WHAT YOU NEED TO DO —
The entries below are to be retyped exactly. Preserve every word.

Data entries —
"""
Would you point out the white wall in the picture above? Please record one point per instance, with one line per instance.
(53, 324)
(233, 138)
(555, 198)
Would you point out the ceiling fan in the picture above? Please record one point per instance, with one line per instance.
"""
EXERCISE ANSWER —
Would you point out the white wall in the picture above? Please record one point per instance, with one line per instance.
(53, 324)
(233, 138)
(555, 198)
Would you point out the ceiling fan in the picture above? Please record one point per instance, with one line per instance.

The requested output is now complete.